• _Problems to work on_:
A – Say whether each statement agrees with the passage on folklore interpretation below, answering yes or no and quoting the deciding words: (i) Functionalism came to prominence after World War II. (ii) William Bascom championed the Psychoanalytic Interpretation. (iii) Any perspective chosen will highlight some features and leave others unnoticed.
B – Using the passage on folklore interpretation below, please explain in one to three sentences why Alan Dundes became involved in controversies.
C – Pick up the passage on folklore interpretation below after its final sentence and continue it.

** Text under study follows **

Three major approaches to folklore interpretation were developed during the second half of the 20th century. Structuralism in folklore studies attempts to define the structures underlying oral and customary folklore. (Note: For example, a joke uses words within a specific and well-defined narrative structure to make people laugh. A fable uses anthropomorphized animals and natural features to illustrate a moral lesson, frequently concluding with a moral. These are just a few of the many formulaic structures used in oral traditions.) Once classified, it was easy for structural folklorists to lose sight of the overarching issue: what are the characteristics which keep a form constant and relevant over multiple generations? Functionalism in folklore studies also came to the fore following World War II; as spokesman, William Bascom formulated the 4 functions of folklore. This approach takes a more top-down approach to understand how a specific form fits into and expresses meaning within the culture as a whole. (Note: An example of this are the joke cycles that spontaneously appear in response to a national or world tragedy or disaster.) A third method of folklore analysis, popular in the late 20th century, is the Psychoanalytic Interpretation, championed by Alan Dundes. His monographs, including a study of homoerotic subtext in American football and anal-erotic elements in German folklore, were not always appreciated and involved Dundes in several major folklore studies controversies during his career. True to each of these approaches, and any others one might want to employ (political, women's issues, material culture, urban contexts, non-verbal text, ad infinitum), whichever perspective is chosen will spotlight some features and leave other characteristics in the shadows.

** End of Text under study **
** Data records follows **

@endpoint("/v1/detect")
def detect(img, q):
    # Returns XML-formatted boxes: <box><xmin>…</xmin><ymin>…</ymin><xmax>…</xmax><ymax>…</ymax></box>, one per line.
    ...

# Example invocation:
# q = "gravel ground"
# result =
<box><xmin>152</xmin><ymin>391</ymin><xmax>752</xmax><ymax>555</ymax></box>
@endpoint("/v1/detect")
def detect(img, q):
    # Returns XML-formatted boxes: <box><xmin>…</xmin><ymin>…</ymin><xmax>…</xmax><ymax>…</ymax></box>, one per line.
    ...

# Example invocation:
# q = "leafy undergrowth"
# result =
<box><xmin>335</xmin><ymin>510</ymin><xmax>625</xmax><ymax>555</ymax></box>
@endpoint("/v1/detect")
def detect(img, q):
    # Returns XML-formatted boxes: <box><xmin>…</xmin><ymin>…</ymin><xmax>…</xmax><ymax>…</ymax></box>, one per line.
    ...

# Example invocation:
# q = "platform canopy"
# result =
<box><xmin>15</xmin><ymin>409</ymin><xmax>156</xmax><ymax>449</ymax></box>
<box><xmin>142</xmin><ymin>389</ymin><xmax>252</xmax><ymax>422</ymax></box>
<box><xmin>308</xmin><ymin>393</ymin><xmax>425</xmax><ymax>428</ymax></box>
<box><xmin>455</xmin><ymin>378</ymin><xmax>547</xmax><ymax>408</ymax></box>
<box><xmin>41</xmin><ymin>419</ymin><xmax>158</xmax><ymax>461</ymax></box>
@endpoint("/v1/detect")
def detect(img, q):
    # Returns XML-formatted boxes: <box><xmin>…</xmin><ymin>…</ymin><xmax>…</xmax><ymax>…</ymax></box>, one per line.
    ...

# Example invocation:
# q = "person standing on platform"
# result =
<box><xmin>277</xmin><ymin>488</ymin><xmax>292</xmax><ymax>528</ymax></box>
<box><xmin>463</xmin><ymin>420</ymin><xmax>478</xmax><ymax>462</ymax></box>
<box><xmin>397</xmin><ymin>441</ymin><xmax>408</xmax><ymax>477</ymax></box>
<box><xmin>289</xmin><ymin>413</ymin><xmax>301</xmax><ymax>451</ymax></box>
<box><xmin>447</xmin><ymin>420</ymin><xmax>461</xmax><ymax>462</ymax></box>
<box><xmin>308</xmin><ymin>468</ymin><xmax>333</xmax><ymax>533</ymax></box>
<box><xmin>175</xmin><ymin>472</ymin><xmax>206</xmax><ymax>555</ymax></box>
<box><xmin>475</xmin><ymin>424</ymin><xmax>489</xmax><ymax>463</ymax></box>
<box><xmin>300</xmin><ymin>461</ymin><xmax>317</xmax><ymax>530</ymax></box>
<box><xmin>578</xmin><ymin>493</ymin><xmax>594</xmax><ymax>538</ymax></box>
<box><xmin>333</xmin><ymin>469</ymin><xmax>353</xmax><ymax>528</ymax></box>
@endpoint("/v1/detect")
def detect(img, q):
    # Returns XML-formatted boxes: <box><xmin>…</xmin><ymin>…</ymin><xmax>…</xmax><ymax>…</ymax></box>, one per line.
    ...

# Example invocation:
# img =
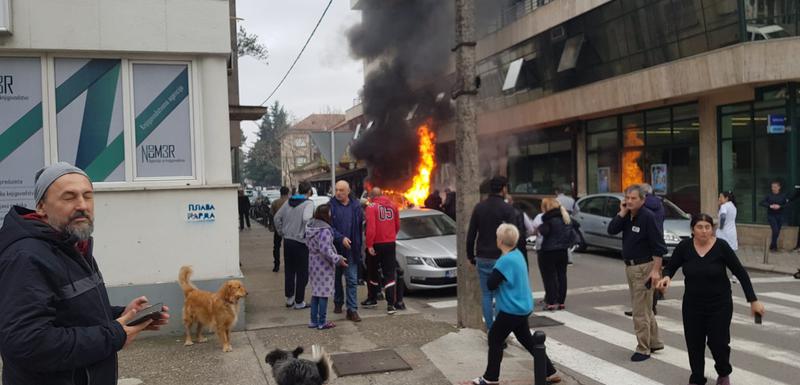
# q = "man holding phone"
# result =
<box><xmin>0</xmin><ymin>162</ymin><xmax>169</xmax><ymax>385</ymax></box>
<box><xmin>608</xmin><ymin>184</ymin><xmax>667</xmax><ymax>362</ymax></box>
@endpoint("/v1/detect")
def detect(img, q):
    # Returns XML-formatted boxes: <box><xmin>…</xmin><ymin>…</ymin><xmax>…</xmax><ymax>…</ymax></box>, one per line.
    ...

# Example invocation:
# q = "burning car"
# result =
<box><xmin>397</xmin><ymin>209</ymin><xmax>457</xmax><ymax>290</ymax></box>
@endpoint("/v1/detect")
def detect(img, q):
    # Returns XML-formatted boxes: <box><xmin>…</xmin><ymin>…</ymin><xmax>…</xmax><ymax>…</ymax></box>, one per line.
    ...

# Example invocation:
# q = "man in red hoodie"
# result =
<box><xmin>361</xmin><ymin>187</ymin><xmax>400</xmax><ymax>314</ymax></box>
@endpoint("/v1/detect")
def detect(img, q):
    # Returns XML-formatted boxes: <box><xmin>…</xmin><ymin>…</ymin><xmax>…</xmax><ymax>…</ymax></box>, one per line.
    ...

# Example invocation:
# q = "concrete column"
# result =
<box><xmin>697</xmin><ymin>97</ymin><xmax>719</xmax><ymax>216</ymax></box>
<box><xmin>575</xmin><ymin>125</ymin><xmax>588</xmax><ymax>196</ymax></box>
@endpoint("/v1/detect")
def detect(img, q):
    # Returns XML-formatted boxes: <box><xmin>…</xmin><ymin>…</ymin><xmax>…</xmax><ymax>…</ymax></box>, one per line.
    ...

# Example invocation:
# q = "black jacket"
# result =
<box><xmin>0</xmin><ymin>206</ymin><xmax>126</xmax><ymax>385</ymax></box>
<box><xmin>539</xmin><ymin>208</ymin><xmax>575</xmax><ymax>251</ymax></box>
<box><xmin>608</xmin><ymin>206</ymin><xmax>668</xmax><ymax>259</ymax></box>
<box><xmin>467</xmin><ymin>195</ymin><xmax>527</xmax><ymax>261</ymax></box>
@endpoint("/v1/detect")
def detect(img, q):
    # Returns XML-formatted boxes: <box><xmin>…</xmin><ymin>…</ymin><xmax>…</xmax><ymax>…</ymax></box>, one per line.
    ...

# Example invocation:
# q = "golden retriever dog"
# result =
<box><xmin>178</xmin><ymin>266</ymin><xmax>247</xmax><ymax>352</ymax></box>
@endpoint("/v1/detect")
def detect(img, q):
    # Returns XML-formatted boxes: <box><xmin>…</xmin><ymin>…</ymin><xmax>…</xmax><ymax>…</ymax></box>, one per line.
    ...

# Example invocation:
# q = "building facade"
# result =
<box><xmin>354</xmin><ymin>0</ymin><xmax>800</xmax><ymax>250</ymax></box>
<box><xmin>0</xmin><ymin>0</ymin><xmax>244</xmax><ymax>332</ymax></box>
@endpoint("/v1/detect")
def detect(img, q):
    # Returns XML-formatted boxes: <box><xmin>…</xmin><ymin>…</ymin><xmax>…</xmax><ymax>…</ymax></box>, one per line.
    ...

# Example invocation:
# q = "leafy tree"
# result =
<box><xmin>236</xmin><ymin>25</ymin><xmax>269</xmax><ymax>64</ymax></box>
<box><xmin>244</xmin><ymin>101</ymin><xmax>289</xmax><ymax>186</ymax></box>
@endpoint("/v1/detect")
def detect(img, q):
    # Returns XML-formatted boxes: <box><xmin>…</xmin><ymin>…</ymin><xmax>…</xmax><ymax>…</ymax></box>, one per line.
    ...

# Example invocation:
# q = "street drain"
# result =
<box><xmin>528</xmin><ymin>315</ymin><xmax>564</xmax><ymax>329</ymax></box>
<box><xmin>331</xmin><ymin>349</ymin><xmax>411</xmax><ymax>377</ymax></box>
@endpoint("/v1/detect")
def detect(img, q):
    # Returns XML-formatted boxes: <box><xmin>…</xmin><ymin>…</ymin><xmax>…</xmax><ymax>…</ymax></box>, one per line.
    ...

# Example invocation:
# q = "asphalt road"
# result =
<box><xmin>406</xmin><ymin>250</ymin><xmax>800</xmax><ymax>385</ymax></box>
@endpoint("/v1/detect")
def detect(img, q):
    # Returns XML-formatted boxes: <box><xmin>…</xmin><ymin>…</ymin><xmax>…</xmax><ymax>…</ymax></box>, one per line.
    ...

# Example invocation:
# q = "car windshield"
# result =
<box><xmin>397</xmin><ymin>214</ymin><xmax>456</xmax><ymax>240</ymax></box>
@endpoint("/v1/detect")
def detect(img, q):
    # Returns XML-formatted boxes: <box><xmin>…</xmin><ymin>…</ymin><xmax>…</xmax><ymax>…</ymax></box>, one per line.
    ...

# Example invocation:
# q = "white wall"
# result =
<box><xmin>94</xmin><ymin>186</ymin><xmax>241</xmax><ymax>287</ymax></box>
<box><xmin>0</xmin><ymin>0</ymin><xmax>231</xmax><ymax>55</ymax></box>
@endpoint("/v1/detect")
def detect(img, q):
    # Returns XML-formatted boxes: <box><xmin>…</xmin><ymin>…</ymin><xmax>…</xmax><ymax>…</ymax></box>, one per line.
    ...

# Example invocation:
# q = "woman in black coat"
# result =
<box><xmin>538</xmin><ymin>198</ymin><xmax>573</xmax><ymax>311</ymax></box>
<box><xmin>656</xmin><ymin>214</ymin><xmax>764</xmax><ymax>385</ymax></box>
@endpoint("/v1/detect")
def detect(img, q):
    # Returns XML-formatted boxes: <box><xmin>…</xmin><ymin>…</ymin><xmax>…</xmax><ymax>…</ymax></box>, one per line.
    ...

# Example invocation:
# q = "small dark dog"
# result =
<box><xmin>264</xmin><ymin>345</ymin><xmax>333</xmax><ymax>385</ymax></box>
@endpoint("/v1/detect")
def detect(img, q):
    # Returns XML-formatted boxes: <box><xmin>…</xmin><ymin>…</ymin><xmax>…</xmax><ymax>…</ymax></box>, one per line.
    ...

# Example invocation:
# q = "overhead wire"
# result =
<box><xmin>261</xmin><ymin>0</ymin><xmax>333</xmax><ymax>107</ymax></box>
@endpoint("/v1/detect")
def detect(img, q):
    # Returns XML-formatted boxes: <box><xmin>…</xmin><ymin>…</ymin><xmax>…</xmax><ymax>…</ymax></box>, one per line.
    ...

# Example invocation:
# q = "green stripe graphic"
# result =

** End of Data records **

• _Solved problems_:
A –
(i) Yes: "Functionalism in folklore studies also came to the fore following World War II"
(ii) No: "the Psychoanalytic Interpretation, championed by Alan Dundes"
(iii) Yes: "whichever perspective is chosen will spotlight some features and leave other characteristics in the shadows"

B – Dundes's monographs were not always appreciated. These included a study of homoerotic subtext in American football and one of anal-erotic elements in German folklore, and they involved him in several major folklore studies controversies during his career.

C –
With the passage in 1976 of the American Folklife Preservation Act, folklore studies in the United States came of age. This legislation follows in the footsteps of other legislation designed to safeguard more tangible aspects of our national heritage worthy of protection. This law also marks a shift in our national awareness; it gives voice to the national understanding that diversity within the country is a unifying feature, not something that separates us. "We no longer view cultural difference as a problem to be solved, but as a tremendous opportunity. In the diversity of American folklife we find a marketplace teeming with the exchange of traditional forms and cultural ideas, a rich resource for Americans". This diversity is celebrated annually at the Smithsonian Folklife Festival and many other folklife festivals around the country.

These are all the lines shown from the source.